Ausgewählter Textabschnitt |

--------------------------------

Mitteldeutsche Zeitung: Politik Zu wenig Naturschutzgebiete – EU verklagt Deutschland

Jahrelange Versäumnisse bei der Ausweisung und dem
Erhalt von Naturschutzgebieten könnten für Deutschland jetzt teuer
werden: Die Europäische Kommission hat nach Informationen der in
Halle erscheinenden „Mitteldeutschen Zeitung“ (Mittwoch-Ausgabe) ein
Vertragsverletzungsverfahren gegen die Bundesrepublik eingeleitet. In
einem der Zeitung vorliegenden Schreiben von EU-Umweltkommissar
Karmenu Vella an Bundesaußenminister Frank-Walter Steinmeier (SPD)
droht die Kommission der Bundesrepublik mit einer Klage vor dem
Europäischen Gerichtshof. Ein Sprecher des Bundesumweltministeriums
bestätigte die Eröffnung eines Vertragsverletzungsverfahrens durch
die EU-Kommission und sagte, dass bei einer Verurteilung Deutschland
in letzter Konsequenz zu Zwangsgeldzahlungen verurteilt werden
könnte. Um die Tier- und Pflanzenwelt in Europa zu schützen und eine
weitere Verschlechterung der herrschenden Lebensbedingungen zu
verhindern, sind alle EU-Mitgliedsstaaten aufgerufen,
Vogelschutzgebiete und sogenannte Flora-Fauna-Habitate (FFH)

--------------------------------

Zu erledigende Aufgaben |
[A] Zähle alle Behörden, Ministerien und Gerichte auf, die im Textabschnitt erwähnt werden.
[B] In welcher Stadt erscheint laut Textabschnitt die „Mitteldeutsche Zeitung“?
[C] Gib die Stelle im Textabschnitt wieder, die mit „Mitteldeutsche Zeitung: Politik“ beginnt und nach „Frank-Walter Steinmeier (SPD)“ endet, und tausche darin „Schreiben“ gegen „Brief“.
Die Daten spielen hierfür keine Rolle.

Bereitgestellte Daten |
--------------------------------

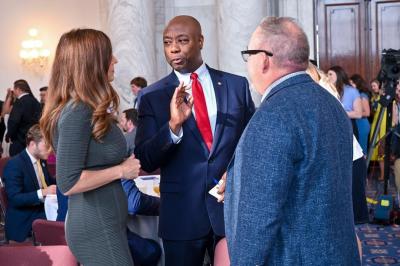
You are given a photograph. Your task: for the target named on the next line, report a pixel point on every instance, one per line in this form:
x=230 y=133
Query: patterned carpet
x=381 y=243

--------------------------------

Ergebnisse je Aufgabe |
[A] Europäische Kommission (auch EU-Kommission), Europäischer Gerichtshof, Bundesumweltministerium

[B] In Halle.

[C]
Mitteldeutsche Zeitung: Politik Zu wenig Naturschutzgebiete – EU verklagt Deutschland

Jahrelange Versäumnisse bei der Ausweisung und dem
Erhalt von Naturschutzgebieten könnten für Deutschland jetzt teuer
werden: Die Europäische Kommission hat nach Informationen der in
Halle erscheinenden „Mitteldeutschen Zeitung“ (Mittwoch-Ausgabe) ein
Vertragsverletzungsverfahren gegen die Bundesrepublik eingeleitet. In
einem der Zeitung vorliegenden Brief von EU-Umweltkommissar
Karmenu Vella an Bundesaußenminister Frank-Walter Steinmeier (SPD)